*WHAT YOU HAVE TO DO*.
Please render each line of the items below as a JSON list of strings, with one string per line and any blank lines left out.

*SOURCE DATA*.
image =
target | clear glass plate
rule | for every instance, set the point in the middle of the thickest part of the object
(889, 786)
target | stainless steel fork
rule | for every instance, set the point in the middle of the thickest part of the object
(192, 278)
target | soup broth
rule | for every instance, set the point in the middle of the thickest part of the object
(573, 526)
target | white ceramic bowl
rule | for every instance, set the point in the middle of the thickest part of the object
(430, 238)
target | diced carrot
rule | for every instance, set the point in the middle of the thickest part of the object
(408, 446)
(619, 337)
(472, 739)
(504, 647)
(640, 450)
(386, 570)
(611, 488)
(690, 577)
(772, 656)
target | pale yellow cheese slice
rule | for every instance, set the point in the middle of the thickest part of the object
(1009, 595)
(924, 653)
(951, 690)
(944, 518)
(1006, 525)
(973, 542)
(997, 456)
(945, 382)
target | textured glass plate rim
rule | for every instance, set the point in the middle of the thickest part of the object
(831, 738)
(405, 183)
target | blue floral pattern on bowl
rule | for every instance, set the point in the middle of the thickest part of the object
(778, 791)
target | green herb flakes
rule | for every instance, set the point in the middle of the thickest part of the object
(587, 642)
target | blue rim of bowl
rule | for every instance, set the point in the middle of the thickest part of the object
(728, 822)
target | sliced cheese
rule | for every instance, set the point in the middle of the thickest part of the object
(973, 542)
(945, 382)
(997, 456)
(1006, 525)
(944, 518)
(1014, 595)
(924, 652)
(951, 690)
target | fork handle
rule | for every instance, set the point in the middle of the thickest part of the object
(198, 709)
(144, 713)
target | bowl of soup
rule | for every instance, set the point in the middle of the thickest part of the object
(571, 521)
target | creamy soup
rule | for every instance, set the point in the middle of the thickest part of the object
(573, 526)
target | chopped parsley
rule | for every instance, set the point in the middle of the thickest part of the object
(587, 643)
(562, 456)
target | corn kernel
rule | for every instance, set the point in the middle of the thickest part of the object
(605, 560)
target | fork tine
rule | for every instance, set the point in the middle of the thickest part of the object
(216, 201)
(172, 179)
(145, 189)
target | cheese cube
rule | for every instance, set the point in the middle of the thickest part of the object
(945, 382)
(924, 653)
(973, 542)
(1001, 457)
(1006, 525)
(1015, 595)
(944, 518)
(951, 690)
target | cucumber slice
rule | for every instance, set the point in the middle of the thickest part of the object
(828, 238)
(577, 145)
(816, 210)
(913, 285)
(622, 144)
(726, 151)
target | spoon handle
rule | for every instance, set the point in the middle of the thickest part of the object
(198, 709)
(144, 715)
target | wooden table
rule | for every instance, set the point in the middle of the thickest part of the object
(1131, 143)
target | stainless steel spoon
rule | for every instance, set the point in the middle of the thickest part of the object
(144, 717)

*TASK RESULT*.
[
  "image =",
  "target | clear glass plate",
  "rule | for every instance, set the point in the middle of the thickest part of the object",
  "(889, 786)",
  "target | stainless steel fork",
  "rule | for every instance, set the point in the middle of the thickest part of the object",
  "(192, 278)",
  "target | soup broth",
  "rule | for every instance, set the point in the middle of the thickest part of the object",
  "(573, 526)",
  "target | white ceramic bowl",
  "rule | for every instance, set the point in the middle of the thickest part of the object",
  "(430, 238)",
  "target | diced carrot",
  "rule | for every instance, set the point in the middle of the thickest part of the object",
  "(408, 446)",
  "(619, 337)",
  "(472, 739)",
  "(504, 647)",
  "(640, 450)",
  "(386, 570)",
  "(611, 488)",
  "(690, 577)",
  "(772, 656)",
  "target | pale yellow cheese slice",
  "rule | for every instance, set the point in the middle of the thickest part of the object",
  "(1009, 595)",
  "(924, 653)",
  "(951, 690)",
  "(944, 518)",
  "(1006, 525)",
  "(973, 542)",
  "(997, 456)",
  "(945, 382)",
  "target | textured glass plate rim",
  "rule | for every instance, set the point in the middle of the thickest part of the object",
  "(831, 738)",
  "(405, 183)",
  "target | blue floral pattern on bowl",
  "rule | for every instance, set the point in the middle of the thickest part of the object",
  "(778, 791)",
  "target | green herb flakes",
  "rule | for every instance, set the point in the middle of the thickest part of the object",
  "(587, 642)",
  "target | blue rim of bowl",
  "rule | for every instance, set the point in the middle of the thickest part of the object",
  "(728, 822)",
  "target | sliced cheese",
  "rule | for every instance, set the point in the middle of the thickest part of the object",
  "(973, 542)",
  "(945, 382)",
  "(997, 456)",
  "(1006, 525)",
  "(944, 518)",
  "(1014, 595)",
  "(924, 652)",
  "(951, 690)",
  "target | fork handle",
  "rule | for every instance, set the point in the middle of the thickest part of the object",
  "(198, 709)",
  "(144, 713)",
  "target | bowl of soup",
  "rule | for every instance, set the point in the middle of the thickest part of the object",
  "(571, 521)",
  "target | creamy soup",
  "rule | for every instance, set the point in the middle of the thickest part of the object",
  "(573, 526)",
  "target | chopped parsley",
  "rule | for every instance, set the point in the middle of the thickest part of the object",
  "(587, 643)",
  "(562, 456)",
  "target | corn kernel",
  "rule | for every instance, set the point in the middle of the thickest part of the object",
  "(605, 560)",
  "target | fork tine",
  "rule | for every instance, set the point in the middle of the thickest part of the object",
  "(216, 201)",
  "(172, 179)",
  "(145, 189)",
  "target | cheese cube",
  "rule | for every instance, set the point in the middle of the thickest part of the object",
  "(945, 382)",
  "(924, 653)",
  "(973, 542)",
  "(1001, 457)",
  "(1006, 525)",
  "(1015, 595)",
  "(944, 518)",
  "(951, 690)",
  "target | cucumber slice",
  "rule | for every instance, set the point in the middle of the thickest part of the object",
  "(828, 238)",
  "(577, 145)",
  "(816, 210)",
  "(913, 285)",
  "(622, 144)",
  "(726, 151)",
  "target | spoon handle",
  "rule | for every instance, set the point in the middle of the thickest part of the object",
  "(198, 709)",
  "(144, 715)",
  "target | wooden table",
  "rule | for every instance, set the point in the middle of the thickest part of the object",
  "(1131, 143)",
  "target | stainless steel spoon",
  "rule | for every instance, set the point in the middle of the thickest part of the object",
  "(144, 717)"
]